> [Exercise requirements] Please copy each of the following lines word for word, keeping every character and number unchanged.

****************************************

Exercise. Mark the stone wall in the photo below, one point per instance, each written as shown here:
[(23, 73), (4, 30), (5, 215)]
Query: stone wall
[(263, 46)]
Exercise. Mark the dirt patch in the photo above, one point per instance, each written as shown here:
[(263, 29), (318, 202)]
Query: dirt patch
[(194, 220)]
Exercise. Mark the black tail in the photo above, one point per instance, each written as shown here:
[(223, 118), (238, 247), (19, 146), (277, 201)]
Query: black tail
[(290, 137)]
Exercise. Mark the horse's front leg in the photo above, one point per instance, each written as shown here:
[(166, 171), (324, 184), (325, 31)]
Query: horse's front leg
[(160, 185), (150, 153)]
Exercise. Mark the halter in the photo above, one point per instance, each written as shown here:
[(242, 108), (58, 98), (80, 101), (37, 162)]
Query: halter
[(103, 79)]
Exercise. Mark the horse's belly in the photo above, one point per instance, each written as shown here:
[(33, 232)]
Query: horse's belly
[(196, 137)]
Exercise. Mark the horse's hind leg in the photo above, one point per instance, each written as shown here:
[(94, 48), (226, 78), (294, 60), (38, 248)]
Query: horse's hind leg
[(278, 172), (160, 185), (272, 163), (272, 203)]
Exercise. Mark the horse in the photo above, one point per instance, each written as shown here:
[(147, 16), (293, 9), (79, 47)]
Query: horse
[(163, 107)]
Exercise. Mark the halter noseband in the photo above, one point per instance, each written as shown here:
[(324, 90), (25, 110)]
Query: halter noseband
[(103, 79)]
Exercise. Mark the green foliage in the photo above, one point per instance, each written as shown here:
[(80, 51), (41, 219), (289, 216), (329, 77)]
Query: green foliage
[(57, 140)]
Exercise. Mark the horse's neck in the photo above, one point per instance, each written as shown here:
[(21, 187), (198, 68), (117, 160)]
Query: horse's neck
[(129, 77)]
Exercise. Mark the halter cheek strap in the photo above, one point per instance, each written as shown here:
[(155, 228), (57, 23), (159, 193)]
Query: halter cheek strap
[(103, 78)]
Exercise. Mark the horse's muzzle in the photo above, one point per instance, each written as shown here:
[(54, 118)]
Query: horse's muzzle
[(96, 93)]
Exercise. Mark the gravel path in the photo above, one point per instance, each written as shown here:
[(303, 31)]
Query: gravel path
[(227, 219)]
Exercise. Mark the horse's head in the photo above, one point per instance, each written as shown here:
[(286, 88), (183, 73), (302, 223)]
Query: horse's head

****************************************

> [Right answer]
Exercise. Mark the stone wall in the photo below, one point per instance, each written as shown here:
[(23, 73), (4, 30), (5, 215)]
Query: stone wall
[(263, 46)]
Exercise. Mark the dirt patch in the photo above, one point per instance, each written as shown here:
[(263, 29), (318, 202)]
Query: dirt patch
[(194, 220)]
Exercise. Mark the black tail in the photo above, one point per instance, each written as shown here:
[(223, 118), (238, 247), (19, 146), (277, 201)]
Query: black tail
[(290, 137)]
Exercise. Mark the horse's front leg in the photo above, one point per instance, each written as shown here:
[(166, 171), (324, 184), (325, 31)]
Query: horse's front leg
[(160, 185), (150, 153)]
Exercise. Mark the halter in the photo above, one point per instance, each written as shown here:
[(242, 108), (58, 98), (80, 101), (37, 162)]
Query: halter
[(103, 79)]
Exercise. Mark the horse's belly in the photo above, one point per instance, each written as shown here:
[(33, 232)]
Query: horse's belly
[(196, 137)]
Exercise. Mark the horse's hind leg in the photo above, one point per instance, each written as shown here:
[(94, 48), (226, 78), (294, 60), (38, 248)]
Query: horse's hind leg
[(278, 172), (160, 185), (272, 163), (272, 203)]
Exercise. Mark the horse in the photo above, one point per instance, each written as shown here:
[(147, 16), (293, 9), (79, 47)]
Query: horse
[(163, 107)]
Exercise. Mark the halter noseband in the photo above, one point per instance, each written as shown here:
[(324, 90), (25, 110)]
Query: halter noseband
[(103, 79)]
Exercise. Mark the green foliage in the photo above, one point per instance, each written as shown here:
[(80, 51), (41, 219), (289, 216), (329, 77)]
Query: green foliage
[(57, 140)]
Exercise. Mark the horse's neck in the photo above, one point per instance, each written as shown here:
[(21, 187), (198, 68), (117, 160)]
Query: horse's neck
[(129, 77)]
Exercise. Mark the halter cheek strap in the photo above, one point per instance, each written as shown here:
[(155, 228), (57, 23), (159, 193)]
Query: halter cheek strap
[(103, 78)]
Exercise. Mark the horse's muzzle in the photo above, one point per instance, each written as shown here:
[(54, 118)]
Query: horse's muzzle
[(96, 93)]
Exercise. Mark the gravel path in the photo above, one point per instance, each written as shown here:
[(303, 31)]
Query: gravel path
[(227, 219)]
Exercise. Mark the horse's head in the photo above, one point per instance, each written as shown here:
[(286, 88), (183, 73), (302, 223)]
Query: horse's head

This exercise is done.